EXCERPT PROVIDED: Begin
Five Duke University School of Medicine faculty members are among the 100 researchers elected to the American Society for Clinical Investigation (ASCI), one of the oldest and most esteemed nonprofit honor societies of physician-scientists.
Elected to the society from the School of Medicine are:
Gerald Bloomfield, MD, associate professor of medicine; Dennis Ko, MD, PhD, associate professor in molecular genetics and microbiology; Thuy Le, MD, DPhil, associate professor of medicine; Edward Miao, MD, PhD, professor of immunology; and Jonathan Piccini, MD, professor of medicine.
Bloomfield leads a longstanding research and capacity building program on cardiovascular global health, which includes work in under-resourced communities in the US and a number of low-and middle-income country settings, including a partnership with Moi University in Eldoret, Kenya. His research interests include determinants, noninvasive imaging and prevention of cardiovascular diseases; early detection of HIV-associated cardiovascular disease; and research capacity building both in the US and across the globe.
Ko’s research investigates genetic differences that impact disease severity in humans. Using hundreds of genotyped cell lines from different people, the Ko lab measures inter-individual variation in host-pathogen traits and identifies associated genetic differences with a cellular genome-wide association study approach. His research is helping to reveal why some individuals are resistant to different infections while others get severely, even fatally, ill.
Le is co-director of the Clinical Core of the Duke Center for AIDS Research and co-director of the Tropical Medicine Research Program for Talaromycosis in Vietnam. She leads a multi-country research collaboration to develop and test novel non-culture-based diagnostics and novel therapeutic strategies in Southeast Asia for talaromycosis, a severe HIV-associated fungal infection.
Miao’s research looks to uncover how the immune system fights infection. He is expanding the medical knowledge base of the fundamental interactions between the immune system and a range of invaders. His lab has pioneered the use of environmental bacteria with pathogenic potential that have not adapted to evade mammalian immunity. They compare these to bona fide human pathogens that are able to hide from mammalian immune defenses.
Piccini is the Director of the Cardiac Electrophysiology section at the Duke Heart Center. His work has focused on improving our understanding and treatment of atrial fibrillation. He has dedicated a significant portion of his career to the development and testing of innovative pharmacologic and device-based therapies for the treatment of atrial fibrillation. His more recent work has evaluated new methods of neuromodulation for the treatment of atrial arrhythmias, tested the first use of Factor XIa inhibition for the treatment of atrial fibrillation, evaluation of the impact of atrial fibrillation on neuronal connectivity (NIA award) and the validation of atrial branch ischemia as a mechanism for human atrial fibrillation.
ASCI was founded in 1908. Membership is by election only, and only researchers 50 years of age and younger are eligible for nomination. Therefore, membership in the ASCI is a recognition of a researcher’s significant contributions, at a relatively young age, to the understanding of human disease. The Society has over 3,000 members, many of whom are leaders in academic medicine and industry.
New members will be officially inducted into the Society at the ASCI Dinner and New Member Induction Ceremony on April 21 in Chicago.
EXCERPT PROVIDED: End
DATA EXTRACT: Begin
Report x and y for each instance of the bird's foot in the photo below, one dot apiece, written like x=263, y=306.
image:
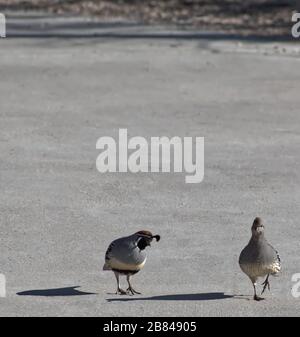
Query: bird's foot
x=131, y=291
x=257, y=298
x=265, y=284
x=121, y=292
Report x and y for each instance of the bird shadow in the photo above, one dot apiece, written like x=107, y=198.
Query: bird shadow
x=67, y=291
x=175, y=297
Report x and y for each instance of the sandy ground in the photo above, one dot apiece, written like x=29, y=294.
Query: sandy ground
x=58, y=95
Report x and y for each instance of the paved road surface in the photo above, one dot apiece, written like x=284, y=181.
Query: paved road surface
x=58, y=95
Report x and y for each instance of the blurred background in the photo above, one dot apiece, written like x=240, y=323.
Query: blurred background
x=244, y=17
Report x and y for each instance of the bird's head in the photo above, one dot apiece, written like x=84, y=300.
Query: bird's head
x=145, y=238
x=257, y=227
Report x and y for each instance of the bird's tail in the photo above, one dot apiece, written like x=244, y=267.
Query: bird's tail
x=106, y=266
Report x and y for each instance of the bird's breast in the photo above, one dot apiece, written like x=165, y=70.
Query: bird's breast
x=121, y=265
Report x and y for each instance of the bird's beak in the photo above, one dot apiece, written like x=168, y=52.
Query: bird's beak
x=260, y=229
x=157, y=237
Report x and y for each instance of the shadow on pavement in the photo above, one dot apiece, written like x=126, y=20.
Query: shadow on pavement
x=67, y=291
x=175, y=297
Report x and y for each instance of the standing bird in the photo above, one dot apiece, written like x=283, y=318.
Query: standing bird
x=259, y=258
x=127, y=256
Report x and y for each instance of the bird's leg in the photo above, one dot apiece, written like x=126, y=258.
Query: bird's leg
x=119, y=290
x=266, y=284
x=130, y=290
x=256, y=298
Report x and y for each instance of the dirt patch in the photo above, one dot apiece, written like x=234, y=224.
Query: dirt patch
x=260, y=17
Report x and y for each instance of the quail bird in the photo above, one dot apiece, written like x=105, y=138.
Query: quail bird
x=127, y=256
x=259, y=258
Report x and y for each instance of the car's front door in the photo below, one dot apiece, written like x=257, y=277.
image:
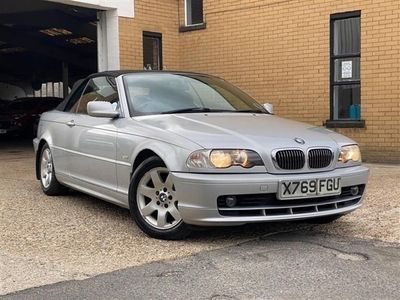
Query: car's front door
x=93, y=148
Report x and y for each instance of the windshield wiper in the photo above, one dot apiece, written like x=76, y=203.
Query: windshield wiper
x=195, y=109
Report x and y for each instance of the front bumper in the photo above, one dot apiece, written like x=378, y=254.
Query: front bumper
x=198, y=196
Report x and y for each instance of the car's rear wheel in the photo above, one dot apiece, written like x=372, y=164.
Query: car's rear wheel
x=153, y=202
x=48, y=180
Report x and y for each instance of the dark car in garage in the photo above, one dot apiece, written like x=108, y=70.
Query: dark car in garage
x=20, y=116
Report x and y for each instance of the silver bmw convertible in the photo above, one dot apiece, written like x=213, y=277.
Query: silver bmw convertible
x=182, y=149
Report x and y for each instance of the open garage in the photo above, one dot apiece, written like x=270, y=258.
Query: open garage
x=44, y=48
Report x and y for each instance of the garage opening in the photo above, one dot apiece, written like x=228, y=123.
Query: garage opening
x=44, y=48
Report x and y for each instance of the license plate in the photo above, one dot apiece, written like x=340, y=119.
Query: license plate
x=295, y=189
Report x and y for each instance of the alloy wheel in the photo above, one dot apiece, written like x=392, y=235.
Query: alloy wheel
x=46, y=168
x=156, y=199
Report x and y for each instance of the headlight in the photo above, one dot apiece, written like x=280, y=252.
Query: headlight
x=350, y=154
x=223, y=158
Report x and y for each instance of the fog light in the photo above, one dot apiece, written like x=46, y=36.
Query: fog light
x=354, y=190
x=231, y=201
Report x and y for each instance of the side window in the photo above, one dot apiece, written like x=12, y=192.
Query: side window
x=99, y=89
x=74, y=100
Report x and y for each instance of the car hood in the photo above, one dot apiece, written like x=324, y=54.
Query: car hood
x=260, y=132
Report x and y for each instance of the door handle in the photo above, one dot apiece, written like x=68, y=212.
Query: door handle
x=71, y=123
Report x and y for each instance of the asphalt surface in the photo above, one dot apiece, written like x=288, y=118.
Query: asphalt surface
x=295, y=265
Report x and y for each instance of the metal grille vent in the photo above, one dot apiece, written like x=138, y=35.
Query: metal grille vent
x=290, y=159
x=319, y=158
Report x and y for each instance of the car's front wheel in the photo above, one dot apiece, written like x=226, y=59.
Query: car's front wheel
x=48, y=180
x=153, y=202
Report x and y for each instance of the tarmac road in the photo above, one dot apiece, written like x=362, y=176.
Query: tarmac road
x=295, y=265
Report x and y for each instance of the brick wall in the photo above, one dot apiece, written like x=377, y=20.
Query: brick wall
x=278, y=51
DATA EXTRACT: End
◆ **QUESTIONS ON THE MATERIAL**:
[1] For each statement about the ASCI election announcement, say yes or no and quote the announcement's deciding words. (a) ASCI was founded in 1908. (b) Researchers of any age may be nominated for ASCI membership. (c) New members will be inducted at a ceremony in Boston.
[2] Reproduce the passage of the ASCI election announcement starting with "Piccini is the" and going on through "human atrial fibrillation.".
[3] According to the ASCI election announcement, which university does Bloomfield's program partner with in Kenya?
Use only the announcement to respond, not the data.

◆ **TASK-BY-TASK OUTPUTS**:
[1]
(a) Yes: "ASCI was founded in 1908."
(b) No: "only researchers 50 years of age and younger are eligible for nomination."
(c) No: "on April 21 in Chicago."

[2]
Piccini is the Director of the Cardiac Electrophysiology section at the Duke Heart Center. His work has focused on improving our understanding and treatment of atrial fibrillation. He has dedicated a significant portion of his career to the development and testing of innovative pharmacologic and device-based therapies for the treatment of atrial fibrillation. His more recent work has evaluated new methods of neuromodulation for the treatment of atrial arrhythmias, tested the first use of Factor XIa inhibition for the treatment of atrial fibrillation, evaluation of the impact of atrial fibrillation on neuronal connectivity (NIA award) and the validation of atrial branch ischemia as a mechanism for human atrial fibrillation.

[3] Moi University in Eldoret, Kenya.